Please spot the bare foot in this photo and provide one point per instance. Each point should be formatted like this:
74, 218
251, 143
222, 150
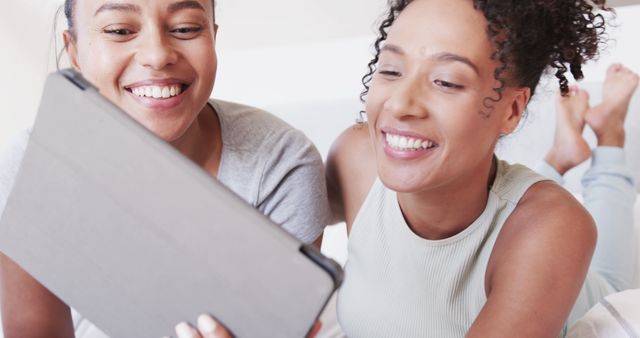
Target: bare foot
607, 118
569, 148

━━━━━━

■ DIRECTIVE ■
Copy out every line of the entries above word for word, leaving out the pictures.

■ TASK SOLUTION ■
Please spot the bare foot in this photo and provide one point per instance. Each point should be formatted like this:
74, 218
251, 143
222, 150
Target: bare foot
607, 118
569, 148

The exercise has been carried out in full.